● Stated goal
State how many lines of the data below contain the word "navy", giving only the number.

● Records to use
•••••
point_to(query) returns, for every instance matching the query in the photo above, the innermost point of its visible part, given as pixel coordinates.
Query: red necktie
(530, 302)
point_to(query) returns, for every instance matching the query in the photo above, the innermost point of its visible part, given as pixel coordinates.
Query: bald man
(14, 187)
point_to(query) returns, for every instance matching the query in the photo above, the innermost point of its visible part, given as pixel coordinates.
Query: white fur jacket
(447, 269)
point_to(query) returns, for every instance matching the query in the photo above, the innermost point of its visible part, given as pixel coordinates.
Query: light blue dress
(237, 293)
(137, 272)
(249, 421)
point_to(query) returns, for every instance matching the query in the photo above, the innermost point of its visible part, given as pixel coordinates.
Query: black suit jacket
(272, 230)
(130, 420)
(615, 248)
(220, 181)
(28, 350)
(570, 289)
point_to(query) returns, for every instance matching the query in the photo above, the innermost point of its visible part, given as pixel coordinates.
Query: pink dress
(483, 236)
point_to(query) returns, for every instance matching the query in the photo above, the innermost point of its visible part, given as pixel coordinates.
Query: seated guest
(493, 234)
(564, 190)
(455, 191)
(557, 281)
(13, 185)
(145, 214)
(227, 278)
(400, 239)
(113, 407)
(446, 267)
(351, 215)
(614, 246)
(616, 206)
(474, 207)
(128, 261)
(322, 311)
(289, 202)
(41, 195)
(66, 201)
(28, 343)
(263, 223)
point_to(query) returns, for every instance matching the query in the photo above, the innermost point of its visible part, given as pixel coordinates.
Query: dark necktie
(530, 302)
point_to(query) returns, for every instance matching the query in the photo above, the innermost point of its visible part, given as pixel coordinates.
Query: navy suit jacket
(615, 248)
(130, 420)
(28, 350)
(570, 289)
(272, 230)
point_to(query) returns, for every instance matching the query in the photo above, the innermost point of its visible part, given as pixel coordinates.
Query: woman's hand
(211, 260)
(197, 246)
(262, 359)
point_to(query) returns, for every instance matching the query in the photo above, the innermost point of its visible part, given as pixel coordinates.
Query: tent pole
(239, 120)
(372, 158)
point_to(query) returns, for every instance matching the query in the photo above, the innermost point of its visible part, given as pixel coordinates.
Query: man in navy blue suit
•••••
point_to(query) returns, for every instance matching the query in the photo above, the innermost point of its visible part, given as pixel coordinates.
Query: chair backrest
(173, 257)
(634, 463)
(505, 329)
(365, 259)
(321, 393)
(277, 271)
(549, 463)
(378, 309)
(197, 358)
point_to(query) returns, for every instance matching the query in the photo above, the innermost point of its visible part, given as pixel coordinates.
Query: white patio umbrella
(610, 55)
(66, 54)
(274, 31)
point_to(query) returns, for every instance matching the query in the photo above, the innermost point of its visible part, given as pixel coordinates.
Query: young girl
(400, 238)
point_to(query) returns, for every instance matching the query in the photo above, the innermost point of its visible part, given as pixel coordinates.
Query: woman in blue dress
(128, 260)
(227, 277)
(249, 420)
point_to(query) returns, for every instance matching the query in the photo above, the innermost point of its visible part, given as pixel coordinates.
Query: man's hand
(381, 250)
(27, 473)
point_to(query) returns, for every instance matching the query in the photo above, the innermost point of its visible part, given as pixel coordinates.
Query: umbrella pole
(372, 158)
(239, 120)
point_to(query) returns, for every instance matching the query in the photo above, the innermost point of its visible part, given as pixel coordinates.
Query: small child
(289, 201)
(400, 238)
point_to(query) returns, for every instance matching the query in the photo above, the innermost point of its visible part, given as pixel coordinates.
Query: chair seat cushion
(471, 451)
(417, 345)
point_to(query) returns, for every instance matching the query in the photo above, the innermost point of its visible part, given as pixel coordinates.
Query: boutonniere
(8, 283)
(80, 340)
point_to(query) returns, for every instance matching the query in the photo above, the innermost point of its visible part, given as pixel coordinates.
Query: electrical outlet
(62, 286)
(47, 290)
•••••
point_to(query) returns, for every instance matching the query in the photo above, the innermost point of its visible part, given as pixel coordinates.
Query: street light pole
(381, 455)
•••••
● Response for this exercise
2